>> START EXERCISE MATERIALS

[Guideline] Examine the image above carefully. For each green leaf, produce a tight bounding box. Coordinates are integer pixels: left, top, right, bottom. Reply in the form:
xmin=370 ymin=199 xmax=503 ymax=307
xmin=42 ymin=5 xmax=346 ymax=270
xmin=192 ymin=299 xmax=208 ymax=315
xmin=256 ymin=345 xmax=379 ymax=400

>> END EXERCISE MATERIALS

- PROBLEM REQUIREMENTS:
Format every line of the entries above as a JSON list of strings, one string per line, leaving out blank lines.

- WRITTEN REPLY:
[
  "[Guideline] Examine the image above carefully. For each green leaf, produce a tight bounding box. Coordinates are integer pixels: left, top, right, bottom. Reply in the form:",
  "xmin=370 ymin=199 xmax=503 ymax=307",
  "xmin=42 ymin=5 xmax=346 ymax=270",
  "xmin=192 ymin=299 xmax=208 ymax=315",
  "xmin=256 ymin=345 xmax=379 ymax=400"
]